■ SHORT EXERCISE ■
Extract every line below that contains the word "plastic", paying attention to case.

Records from a dataset
----------------

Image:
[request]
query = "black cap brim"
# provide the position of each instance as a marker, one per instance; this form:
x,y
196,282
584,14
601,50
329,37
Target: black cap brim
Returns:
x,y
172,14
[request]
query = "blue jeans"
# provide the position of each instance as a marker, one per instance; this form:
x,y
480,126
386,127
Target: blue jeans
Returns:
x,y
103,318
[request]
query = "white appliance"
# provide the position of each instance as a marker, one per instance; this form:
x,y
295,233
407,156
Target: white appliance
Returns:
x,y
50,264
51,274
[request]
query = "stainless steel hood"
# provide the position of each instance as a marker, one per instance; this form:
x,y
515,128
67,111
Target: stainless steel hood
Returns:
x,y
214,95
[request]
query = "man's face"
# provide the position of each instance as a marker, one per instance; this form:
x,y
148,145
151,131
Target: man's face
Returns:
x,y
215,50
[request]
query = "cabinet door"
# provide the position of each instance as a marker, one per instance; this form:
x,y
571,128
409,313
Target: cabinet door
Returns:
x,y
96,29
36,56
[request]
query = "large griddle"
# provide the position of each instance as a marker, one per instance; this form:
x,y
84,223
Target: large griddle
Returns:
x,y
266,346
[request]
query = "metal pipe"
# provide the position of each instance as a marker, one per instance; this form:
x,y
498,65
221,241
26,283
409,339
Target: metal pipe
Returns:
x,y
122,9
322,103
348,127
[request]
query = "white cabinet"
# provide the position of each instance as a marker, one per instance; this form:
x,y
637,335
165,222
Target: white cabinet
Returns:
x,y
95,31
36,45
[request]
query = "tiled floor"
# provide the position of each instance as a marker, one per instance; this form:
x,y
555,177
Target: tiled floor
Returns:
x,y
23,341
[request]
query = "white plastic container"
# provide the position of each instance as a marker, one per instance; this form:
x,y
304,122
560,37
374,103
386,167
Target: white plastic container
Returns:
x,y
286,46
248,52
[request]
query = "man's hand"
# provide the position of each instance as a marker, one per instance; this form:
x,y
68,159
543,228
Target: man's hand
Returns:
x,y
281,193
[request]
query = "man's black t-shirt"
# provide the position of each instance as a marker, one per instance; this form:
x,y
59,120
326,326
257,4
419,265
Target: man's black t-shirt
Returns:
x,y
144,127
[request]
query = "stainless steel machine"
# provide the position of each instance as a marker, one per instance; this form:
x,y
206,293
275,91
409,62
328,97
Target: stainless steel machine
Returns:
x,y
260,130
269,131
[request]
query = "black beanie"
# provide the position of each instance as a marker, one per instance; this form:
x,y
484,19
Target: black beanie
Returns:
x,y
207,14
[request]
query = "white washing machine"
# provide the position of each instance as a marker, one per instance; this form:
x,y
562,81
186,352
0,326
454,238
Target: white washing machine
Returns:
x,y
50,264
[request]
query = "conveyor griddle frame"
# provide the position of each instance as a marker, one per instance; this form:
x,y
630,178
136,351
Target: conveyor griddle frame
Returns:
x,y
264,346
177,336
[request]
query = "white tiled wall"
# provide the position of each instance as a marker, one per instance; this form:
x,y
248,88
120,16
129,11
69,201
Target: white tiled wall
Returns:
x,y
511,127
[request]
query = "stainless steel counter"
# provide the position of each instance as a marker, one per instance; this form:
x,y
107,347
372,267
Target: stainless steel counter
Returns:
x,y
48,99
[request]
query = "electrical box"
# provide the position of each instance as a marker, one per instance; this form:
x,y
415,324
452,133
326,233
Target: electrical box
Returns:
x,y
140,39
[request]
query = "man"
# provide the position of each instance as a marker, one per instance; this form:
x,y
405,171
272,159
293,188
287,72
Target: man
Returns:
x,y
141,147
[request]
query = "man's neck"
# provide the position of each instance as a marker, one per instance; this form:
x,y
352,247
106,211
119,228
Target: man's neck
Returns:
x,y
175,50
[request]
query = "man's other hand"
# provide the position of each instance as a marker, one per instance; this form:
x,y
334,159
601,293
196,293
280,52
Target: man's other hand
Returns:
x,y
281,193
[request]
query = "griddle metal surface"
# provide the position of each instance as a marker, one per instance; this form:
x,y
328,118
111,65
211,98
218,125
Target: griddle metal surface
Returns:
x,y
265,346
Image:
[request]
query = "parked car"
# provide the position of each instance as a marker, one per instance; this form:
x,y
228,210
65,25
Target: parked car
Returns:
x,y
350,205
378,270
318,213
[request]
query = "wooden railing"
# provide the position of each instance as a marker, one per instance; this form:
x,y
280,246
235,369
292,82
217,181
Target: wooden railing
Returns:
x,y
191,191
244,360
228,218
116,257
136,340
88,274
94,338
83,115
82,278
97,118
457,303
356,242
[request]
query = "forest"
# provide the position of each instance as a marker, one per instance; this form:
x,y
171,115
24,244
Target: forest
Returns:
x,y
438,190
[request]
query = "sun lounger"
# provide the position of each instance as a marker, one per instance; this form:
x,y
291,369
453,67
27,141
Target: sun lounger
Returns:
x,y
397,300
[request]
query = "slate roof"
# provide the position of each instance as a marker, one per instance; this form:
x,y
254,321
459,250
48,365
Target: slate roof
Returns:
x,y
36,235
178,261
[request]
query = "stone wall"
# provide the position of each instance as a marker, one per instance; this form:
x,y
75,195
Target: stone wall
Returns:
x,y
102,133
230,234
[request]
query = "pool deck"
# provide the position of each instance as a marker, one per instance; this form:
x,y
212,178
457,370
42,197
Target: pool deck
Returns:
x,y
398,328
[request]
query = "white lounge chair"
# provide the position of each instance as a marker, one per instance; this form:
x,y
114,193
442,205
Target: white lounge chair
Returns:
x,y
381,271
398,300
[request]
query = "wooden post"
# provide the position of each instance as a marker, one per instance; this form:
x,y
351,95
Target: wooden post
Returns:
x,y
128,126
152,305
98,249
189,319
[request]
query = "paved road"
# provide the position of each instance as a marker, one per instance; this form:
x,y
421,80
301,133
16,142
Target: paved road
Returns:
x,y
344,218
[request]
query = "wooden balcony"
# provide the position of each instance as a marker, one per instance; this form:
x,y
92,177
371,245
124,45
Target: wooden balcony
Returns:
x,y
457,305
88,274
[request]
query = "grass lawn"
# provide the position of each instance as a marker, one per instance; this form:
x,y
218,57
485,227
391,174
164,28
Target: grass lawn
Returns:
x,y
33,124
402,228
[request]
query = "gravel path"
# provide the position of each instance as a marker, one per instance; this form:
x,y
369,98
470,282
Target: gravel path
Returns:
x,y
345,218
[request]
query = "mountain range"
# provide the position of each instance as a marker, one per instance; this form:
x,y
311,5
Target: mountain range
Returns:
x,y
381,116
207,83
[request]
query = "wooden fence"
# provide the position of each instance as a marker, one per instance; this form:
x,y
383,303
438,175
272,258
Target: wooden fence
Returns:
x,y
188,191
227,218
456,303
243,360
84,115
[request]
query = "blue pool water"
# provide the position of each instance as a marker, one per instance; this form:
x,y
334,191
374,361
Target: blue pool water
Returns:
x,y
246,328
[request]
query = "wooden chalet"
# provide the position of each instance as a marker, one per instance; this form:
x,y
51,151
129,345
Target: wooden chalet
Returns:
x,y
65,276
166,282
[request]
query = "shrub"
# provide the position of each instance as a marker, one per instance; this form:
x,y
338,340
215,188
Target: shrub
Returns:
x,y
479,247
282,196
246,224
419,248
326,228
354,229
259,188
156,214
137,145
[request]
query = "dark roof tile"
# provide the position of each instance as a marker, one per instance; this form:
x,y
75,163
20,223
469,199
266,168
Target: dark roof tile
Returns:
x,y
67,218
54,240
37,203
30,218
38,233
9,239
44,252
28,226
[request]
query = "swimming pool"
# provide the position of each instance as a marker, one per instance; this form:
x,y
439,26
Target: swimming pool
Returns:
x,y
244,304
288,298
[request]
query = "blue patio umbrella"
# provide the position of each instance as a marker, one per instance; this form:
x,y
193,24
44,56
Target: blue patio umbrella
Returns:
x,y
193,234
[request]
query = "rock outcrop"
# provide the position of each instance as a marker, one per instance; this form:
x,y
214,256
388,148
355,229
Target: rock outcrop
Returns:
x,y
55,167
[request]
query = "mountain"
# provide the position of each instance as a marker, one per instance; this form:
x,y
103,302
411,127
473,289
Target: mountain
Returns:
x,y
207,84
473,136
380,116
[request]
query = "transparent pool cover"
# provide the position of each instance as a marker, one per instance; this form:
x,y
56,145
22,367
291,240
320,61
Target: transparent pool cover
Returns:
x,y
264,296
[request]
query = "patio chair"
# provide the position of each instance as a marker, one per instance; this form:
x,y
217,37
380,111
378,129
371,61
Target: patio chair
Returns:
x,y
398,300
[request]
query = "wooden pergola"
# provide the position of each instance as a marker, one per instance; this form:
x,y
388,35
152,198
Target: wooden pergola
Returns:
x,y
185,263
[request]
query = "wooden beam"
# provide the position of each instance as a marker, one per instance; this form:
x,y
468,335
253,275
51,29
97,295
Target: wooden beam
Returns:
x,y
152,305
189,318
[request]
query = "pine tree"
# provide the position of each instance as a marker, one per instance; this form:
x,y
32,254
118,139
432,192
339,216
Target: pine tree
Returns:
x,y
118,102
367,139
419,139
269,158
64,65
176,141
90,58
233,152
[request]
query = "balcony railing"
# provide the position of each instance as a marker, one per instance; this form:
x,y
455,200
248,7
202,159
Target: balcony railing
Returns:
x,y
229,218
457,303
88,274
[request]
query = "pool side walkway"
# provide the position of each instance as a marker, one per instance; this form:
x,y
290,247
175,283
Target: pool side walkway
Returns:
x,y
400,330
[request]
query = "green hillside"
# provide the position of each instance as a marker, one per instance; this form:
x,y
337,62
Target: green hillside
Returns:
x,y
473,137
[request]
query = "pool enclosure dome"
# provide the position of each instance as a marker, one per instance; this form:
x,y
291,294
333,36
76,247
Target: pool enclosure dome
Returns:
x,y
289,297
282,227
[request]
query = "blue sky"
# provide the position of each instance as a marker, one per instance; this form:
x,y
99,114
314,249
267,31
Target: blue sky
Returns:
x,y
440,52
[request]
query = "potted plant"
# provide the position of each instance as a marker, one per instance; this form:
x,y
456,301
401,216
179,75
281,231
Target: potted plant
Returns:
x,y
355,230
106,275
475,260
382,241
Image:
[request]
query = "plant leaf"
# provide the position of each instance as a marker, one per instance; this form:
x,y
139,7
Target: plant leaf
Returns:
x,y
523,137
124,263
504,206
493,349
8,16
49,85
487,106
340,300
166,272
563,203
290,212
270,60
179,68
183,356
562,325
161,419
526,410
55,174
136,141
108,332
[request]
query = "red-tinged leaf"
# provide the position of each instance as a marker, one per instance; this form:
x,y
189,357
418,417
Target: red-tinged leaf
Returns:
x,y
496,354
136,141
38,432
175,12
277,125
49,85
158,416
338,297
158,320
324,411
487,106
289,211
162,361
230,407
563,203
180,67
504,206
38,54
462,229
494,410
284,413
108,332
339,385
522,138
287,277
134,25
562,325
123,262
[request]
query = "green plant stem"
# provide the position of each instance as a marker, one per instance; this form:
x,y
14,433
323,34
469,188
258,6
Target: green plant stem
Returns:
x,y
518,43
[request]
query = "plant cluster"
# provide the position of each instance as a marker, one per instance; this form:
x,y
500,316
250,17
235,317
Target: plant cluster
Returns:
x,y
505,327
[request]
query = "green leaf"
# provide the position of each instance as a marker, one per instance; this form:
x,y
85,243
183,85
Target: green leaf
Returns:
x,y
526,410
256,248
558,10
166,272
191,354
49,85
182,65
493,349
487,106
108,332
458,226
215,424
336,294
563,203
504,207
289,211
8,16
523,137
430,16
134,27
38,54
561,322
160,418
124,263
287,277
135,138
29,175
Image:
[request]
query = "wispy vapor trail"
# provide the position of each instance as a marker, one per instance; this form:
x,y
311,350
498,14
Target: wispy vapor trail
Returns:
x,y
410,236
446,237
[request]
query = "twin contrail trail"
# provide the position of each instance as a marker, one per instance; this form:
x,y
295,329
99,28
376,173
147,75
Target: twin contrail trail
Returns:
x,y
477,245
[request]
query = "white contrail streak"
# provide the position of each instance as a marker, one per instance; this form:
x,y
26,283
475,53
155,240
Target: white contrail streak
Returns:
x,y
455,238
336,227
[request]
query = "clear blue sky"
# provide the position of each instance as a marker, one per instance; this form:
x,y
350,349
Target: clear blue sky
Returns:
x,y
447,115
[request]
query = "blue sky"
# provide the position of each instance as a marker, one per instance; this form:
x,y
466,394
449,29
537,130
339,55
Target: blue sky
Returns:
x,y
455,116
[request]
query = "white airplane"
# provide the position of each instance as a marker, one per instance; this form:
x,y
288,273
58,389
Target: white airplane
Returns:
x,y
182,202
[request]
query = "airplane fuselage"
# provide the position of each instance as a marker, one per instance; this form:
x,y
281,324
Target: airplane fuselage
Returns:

----------------

■ RESPONSE BELOW ■
query = "white plastic container"
Target: white plastic container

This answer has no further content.